**What is required**
Drop all images and give the records again exactly.

++++++++++++++++++++

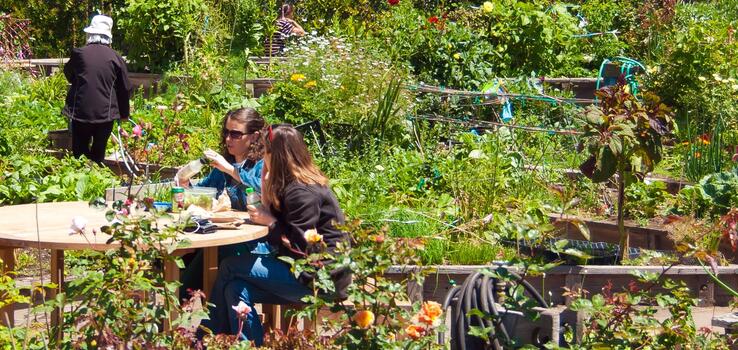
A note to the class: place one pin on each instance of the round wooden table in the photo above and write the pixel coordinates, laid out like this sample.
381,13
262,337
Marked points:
48,226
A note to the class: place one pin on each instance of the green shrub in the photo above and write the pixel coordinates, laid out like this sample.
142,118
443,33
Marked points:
158,33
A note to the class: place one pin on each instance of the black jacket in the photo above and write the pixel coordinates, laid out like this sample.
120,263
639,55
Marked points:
100,86
306,207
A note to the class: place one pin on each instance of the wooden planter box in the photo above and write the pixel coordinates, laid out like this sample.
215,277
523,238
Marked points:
139,191
673,186
654,237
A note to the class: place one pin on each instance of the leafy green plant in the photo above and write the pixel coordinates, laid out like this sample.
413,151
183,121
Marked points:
643,201
372,316
623,137
157,33
37,178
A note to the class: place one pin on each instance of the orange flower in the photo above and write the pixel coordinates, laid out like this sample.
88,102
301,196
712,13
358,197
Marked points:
312,236
430,313
364,318
415,331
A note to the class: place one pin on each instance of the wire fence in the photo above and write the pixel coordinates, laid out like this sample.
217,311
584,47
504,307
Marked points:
14,39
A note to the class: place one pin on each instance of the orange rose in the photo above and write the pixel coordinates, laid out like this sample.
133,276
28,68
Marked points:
312,236
415,331
364,318
432,309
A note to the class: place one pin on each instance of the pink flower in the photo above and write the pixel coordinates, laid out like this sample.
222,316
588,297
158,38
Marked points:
137,131
242,310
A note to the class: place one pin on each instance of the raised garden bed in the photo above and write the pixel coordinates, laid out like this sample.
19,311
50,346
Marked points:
442,278
258,86
673,186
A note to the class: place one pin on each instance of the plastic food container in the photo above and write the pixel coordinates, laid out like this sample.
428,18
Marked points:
200,196
163,206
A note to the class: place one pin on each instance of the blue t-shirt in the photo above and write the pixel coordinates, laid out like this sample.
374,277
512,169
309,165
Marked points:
250,173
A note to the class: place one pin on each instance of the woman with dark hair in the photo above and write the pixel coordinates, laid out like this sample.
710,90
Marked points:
296,199
239,167
286,27
241,164
99,91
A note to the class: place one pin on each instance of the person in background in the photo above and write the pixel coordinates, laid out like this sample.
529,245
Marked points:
296,198
286,27
239,167
99,92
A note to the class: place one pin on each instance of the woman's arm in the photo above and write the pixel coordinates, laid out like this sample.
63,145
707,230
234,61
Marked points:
301,208
252,177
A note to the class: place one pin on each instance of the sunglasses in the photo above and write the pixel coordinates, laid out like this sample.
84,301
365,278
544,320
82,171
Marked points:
235,134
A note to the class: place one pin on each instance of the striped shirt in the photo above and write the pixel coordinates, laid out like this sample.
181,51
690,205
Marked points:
284,30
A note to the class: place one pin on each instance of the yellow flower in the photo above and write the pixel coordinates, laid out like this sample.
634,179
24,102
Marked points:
364,318
487,7
297,77
312,236
430,314
415,331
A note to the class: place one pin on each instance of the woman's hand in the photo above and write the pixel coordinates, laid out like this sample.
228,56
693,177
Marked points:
219,162
260,215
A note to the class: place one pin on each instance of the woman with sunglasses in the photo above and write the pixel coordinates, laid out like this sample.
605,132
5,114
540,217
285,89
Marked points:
241,164
296,198
239,167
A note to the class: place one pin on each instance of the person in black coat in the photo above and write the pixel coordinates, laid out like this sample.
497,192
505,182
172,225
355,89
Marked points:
297,206
99,90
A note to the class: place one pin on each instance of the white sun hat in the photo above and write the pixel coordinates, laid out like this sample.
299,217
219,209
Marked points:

++++++++++++++++++++

**Written solution**
A note to the class: place one pin on each instance of the round wooden table in the photo above and write the pixel coordinates, laid out like this sample.
381,13
262,337
Marked points:
48,226
A note to the class: place one pin on each instance of the green shrub in the photo above and write the pixel coordinates, laid out like this sample.
142,118
443,33
Marked points:
158,33
A note to the class: place one pin on each instance of the black jacket in the photo above and write the pixel coordinates, laid out like this sample.
120,263
639,55
Marked points:
100,86
306,207
A note to the class: place one pin on each instance of the wooden planter box in the photo above and write the pixel coordinates, laid out like this sample.
215,277
523,238
Marked points:
139,191
673,186
654,237
A note to the class: place one pin on each instance of the leafy green plant in the photo above and write the pixel coordinates, laid out like this sample.
413,151
183,121
Marked points:
643,201
372,316
623,137
157,33
37,178
A note to the class: place one pin on each instance of the orange flower in the photo above and write the pixel coordinates, laid out like this sample.
88,102
301,196
712,13
358,197
Marked points:
312,236
430,313
364,318
415,331
A note to the class: place one pin on each instance of the wire fence in the photo above and write the pixel coordinates, laid out like this sample.
217,311
584,47
504,307
Marked points:
14,39
A note to the class: place one pin on each instance of the orange rose in the photo above and write the pixel coordinates, laid out like this sample.
133,276
28,68
Marked points:
312,236
415,331
364,318
432,309
A note to the class: place one pin on each instance of the pink flower in the photo above and write the pixel coordinates, laid out like this sample.
222,316
588,297
158,38
Marked points:
137,131
242,310
A note to the class: place one pin on each instance of the raised garden bed in the photo above and write the pixel coordinates, laid out like this sample.
19,311
50,346
Marked points:
442,278
258,86
673,186
A note to the class: place one pin on each instance of the plastic food container in the photo above and write the pixel coordinates, laid out like this sample.
428,18
Marked points:
200,196
163,206
A note to the class: place one pin on each instance of the blue t-shirt in the photo above and write the pixel coordinates, laid out like this sample.
374,277
512,169
309,165
Marked points:
250,173
A note to the class: place one pin on each instance of the woman with dark hair in the photo above and write the pixel coordinates, laid out like this sample.
710,90
Marked points:
296,199
239,167
286,27
241,164
99,91
A note to the class: place one pin on each instance of the person in background in the photo above and write the pixel coordinates, laid out like this sample.
529,245
Marked points:
296,198
286,27
239,167
99,92
A note to the class: place one pin on each instance of the woman's arm in the photo above and write the pixel coordinates, laid out like this sample.
63,145
707,230
234,61
Marked points:
301,208
252,177
A note to the class: place one pin on each instance of the sunglasses in the photo above and write the pixel coordinates, laid out like this sample.
84,301
365,278
544,320
82,171
Marked points:
235,134
A note to the class: place one pin on each instance of the striped shirt in the photo above and write the pixel coordinates, laid out like this sample.
181,51
690,205
Marked points:
284,30
A note to the class: place one pin on each instance of the yellow flower in the photo above and write the pixel coordinates, laid out like this sample.
634,179
24,102
Marked points:
364,318
487,7
297,77
312,236
430,314
415,331
A note to the class: place one pin on each instance of the woman's hand in the photo above and write the pixel coordinates, laid out like this sample.
228,56
693,177
Marked points:
219,162
260,215
A note to the class: place one pin on each instance of the woman with sunglasses in the photo above and write the pixel coordinates, laid out like this sample.
605,132
5,114
540,217
285,89
Marked points:
241,164
296,198
239,167
A note to the class: place one pin on each instance of the person in black coat in the photo above and write the pixel coordinates, laid out like this sample.
497,192
505,182
172,225
355,89
Marked points:
297,206
99,90
A note to the class: place one pin on each instance of the white sun hat in the photo above and write the pixel coordinates, laid out like this sample.
299,217
219,209
Marked points:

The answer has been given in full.